Grand Chief Dr. Matthew Coon Come, about Uranium Mining, from:
“Speaking notes of Grand Chief Dr. Matthew Coon Come Presentation to the BAPE Montreal, May 20, 2014
“… I am here to affirm the Cree Nation’s position regarding uranium.
Uranium exploration, uranium exploitation and uranium waste emplacement are issues of pressing concern for my people. Our position is clear: uranium development is not welcome in our territory, Eeyou Istchee. We oppose uranium mining because the environmental risks and health risks posed by uranium mining are too high. Large quantities of radioactive waste must inevitably be produced in the course of mining uranium, and this waste will remain dangerous and toxic for hundreds of thousands of year. This is a burden on future generations that we are not prepared to assume.
Our opposition to uranium mining stems from our connection to the land, and to the animals and plant life that rely on that land.” Read the entire speech here: http://www.gcc.ca/newsarticle.php?id=362
We hope that they are really very carefully examining the repercussions of other types of mining. If there is uranium in the area, then it is probably mixed in with other mineral resources and will either remain in the tailings or require removal as by-product. As well, we hope they will only do underground mining and not surface mining, if they insist on doing mining.

* **INFORMATION GIVEN**
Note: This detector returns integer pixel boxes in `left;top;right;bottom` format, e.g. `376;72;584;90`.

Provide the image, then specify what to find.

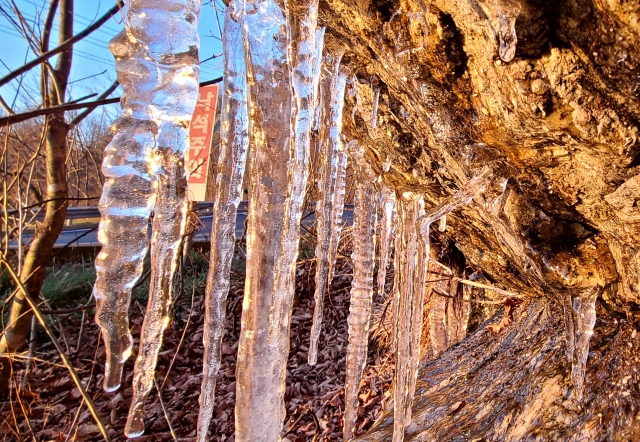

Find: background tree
0;0;122;388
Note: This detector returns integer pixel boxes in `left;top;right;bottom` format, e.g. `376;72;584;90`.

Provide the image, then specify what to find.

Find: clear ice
393;192;428;442
378;183;397;300
571;287;602;401
343;144;379;441
494;0;520;63
308;51;347;365
93;0;200;437
235;0;317;436
369;85;380;129
198;0;249;442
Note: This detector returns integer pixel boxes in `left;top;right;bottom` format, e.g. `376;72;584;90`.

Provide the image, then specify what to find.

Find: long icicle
93;0;199;410
378;185;397;300
125;0;201;437
308;50;347;365
393;192;428;442
198;0;249;442
235;0;317;436
343;144;378;441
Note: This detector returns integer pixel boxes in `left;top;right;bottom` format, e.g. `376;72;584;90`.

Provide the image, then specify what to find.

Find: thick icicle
571;286;602;401
494;0;520;63
93;0;200;406
198;0;249;441
343;145;378;441
308;51;347;365
235;0;317;442
116;0;201;437
393;192;427;442
378;185;396;300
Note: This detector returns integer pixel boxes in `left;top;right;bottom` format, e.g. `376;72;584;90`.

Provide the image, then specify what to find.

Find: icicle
429;294;449;357
308;51;347;365
562;294;576;365
235;0;317;436
93;0;200;424
494;0;520;63
571;287;602;402
198;0;249;442
378;185;396;300
313;27;325;130
118;0;200;437
393;192;427;442
438;215;447;233
343;145;378;441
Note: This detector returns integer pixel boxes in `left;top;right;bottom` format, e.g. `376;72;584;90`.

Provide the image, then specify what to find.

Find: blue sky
0;0;224;115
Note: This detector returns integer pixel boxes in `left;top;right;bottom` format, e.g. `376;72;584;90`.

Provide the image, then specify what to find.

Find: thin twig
0;259;111;441
0;1;124;86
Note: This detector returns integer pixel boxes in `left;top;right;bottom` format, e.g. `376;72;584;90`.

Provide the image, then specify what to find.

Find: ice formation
393;192;428;442
494;0;520;63
343;143;378;441
369;85;380;129
308;51;347;365
378;184;396;300
94;0;200;437
571;287;602;401
235;0;317;441
198;0;249;441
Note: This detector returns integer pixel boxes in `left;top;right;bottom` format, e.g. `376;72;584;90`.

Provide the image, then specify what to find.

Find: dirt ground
0;250;393;442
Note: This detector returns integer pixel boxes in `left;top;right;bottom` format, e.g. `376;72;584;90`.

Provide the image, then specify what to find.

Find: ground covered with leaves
0;243;393;442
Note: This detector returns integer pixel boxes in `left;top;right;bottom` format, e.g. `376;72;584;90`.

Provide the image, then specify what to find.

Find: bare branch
69;80;120;130
0;77;222;127
0;0;124;86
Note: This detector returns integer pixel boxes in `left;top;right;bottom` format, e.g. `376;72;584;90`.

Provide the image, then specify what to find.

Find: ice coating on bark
343;145;378;441
378;185;396;299
393;192;427;442
352;78;382;139
198;0;249;442
571;287;602;401
369;86;380;129
313;27;325;130
494;0;520;63
93;0;200;408
235;0;317;442
308;51;347;365
116;0;200;437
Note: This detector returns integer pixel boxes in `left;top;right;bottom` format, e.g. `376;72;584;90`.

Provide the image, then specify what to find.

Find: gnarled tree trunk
320;0;640;440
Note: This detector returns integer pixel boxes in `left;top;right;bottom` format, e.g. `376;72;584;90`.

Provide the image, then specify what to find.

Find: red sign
187;84;218;201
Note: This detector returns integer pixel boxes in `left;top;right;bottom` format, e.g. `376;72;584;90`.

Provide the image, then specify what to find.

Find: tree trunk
0;0;73;389
320;0;640;440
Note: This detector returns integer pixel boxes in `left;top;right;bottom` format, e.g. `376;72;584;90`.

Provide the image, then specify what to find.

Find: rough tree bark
0;0;73;390
320;0;640;440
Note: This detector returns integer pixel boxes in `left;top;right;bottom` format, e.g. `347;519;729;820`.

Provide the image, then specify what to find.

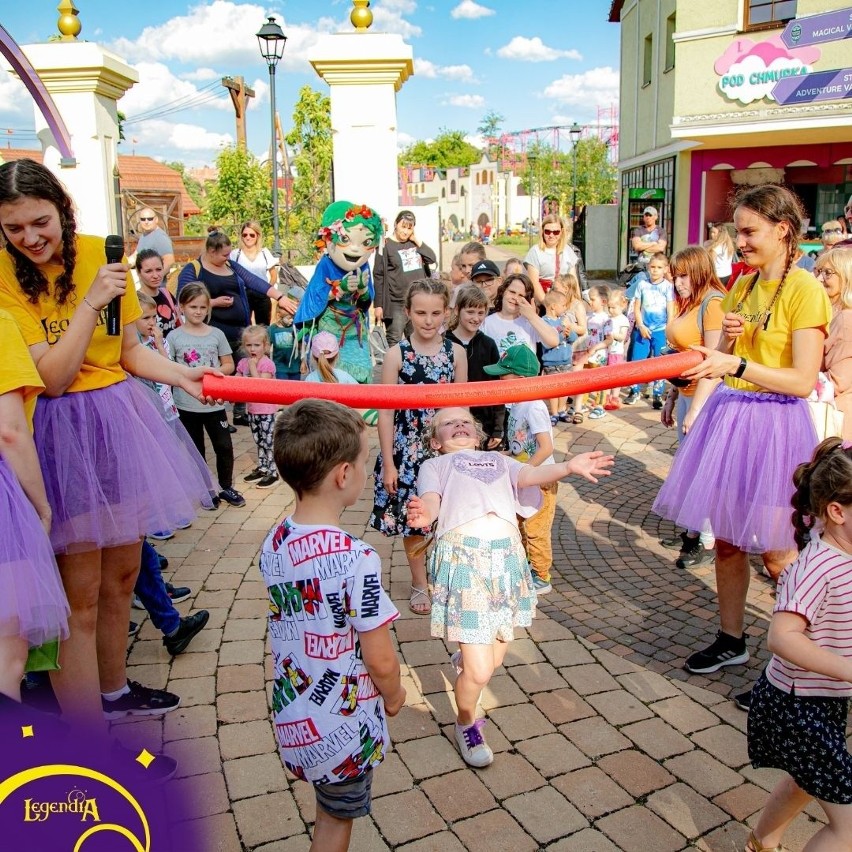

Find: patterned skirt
748;673;852;805
429;532;536;645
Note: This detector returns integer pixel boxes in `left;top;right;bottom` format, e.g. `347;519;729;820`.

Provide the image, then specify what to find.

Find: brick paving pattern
110;394;821;852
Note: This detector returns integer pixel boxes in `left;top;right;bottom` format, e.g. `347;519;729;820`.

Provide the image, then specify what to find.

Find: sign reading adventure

* **EXERCISE REQUIREMENTS**
**a)** From the text on uranium mining, extract the passage starting at "Our opposition to" and ending at "on doing mining.".
**b)** Write what comes next in the text on uranium mining, picking up after its final sentence.
The material has no part in this work.

* **OUTPUTS BY TASK**
**a)**
Our opposition to uranium mining stems from our connection to the land, and to the animals and plant life that rely on that land.” Read the entire speech here: http://www.gcc.ca/newsarticle.php?id=362
We hope that they are really very carefully examining the repercussions of other types of mining. If there is uranium in the area, then it is probably mixed in with other mineral resources and will either remain in the tailings or require removal as by-product. As well, we hope they will only do underground mining and not surface mining, if they insist on doing mining.

**b)**
On November 20, 2014, Honeywell Metropolis sent a letter to its employees (presumably not those locked-out) saying that it would be shutdown for the first few months of 2015, citing routine maintenance and “soft” uranium hex end markets (i.e. more sellers than buyers) due to nuclear slowdown post-Fukushima and US government inventory. So, all the more reason not to mine and especially such low grade. Strateco claims that its proposed mines are high grade, but the grades they list are not. High grade are the Cameco mines in Saskatechewan.
Australian Mining Company Toro has purchased part of Strateco and expressed interest in Matoush.
Mining companies have laid Australia to waste and continue to do so, turning its fragile environment increasingly into desert. Apparently not satisfied with destroying Australia, they are trying to destroy Canada too. What part of NO do these people not understand?
On November 03, 2014 acquisition of 19.8% of Strateco by Toro Energy was announced. Toro is reported as being interested in the Matoush project, by Strateco’s President-CEO, Guy Hébert, in a press release. Frighteningly it is stated that Toro’s experience in Wiluna project, “an area formerly under moratorium, will certainly be an asset for Strateco“. They are also interested in uranium projects in Saskatchewan.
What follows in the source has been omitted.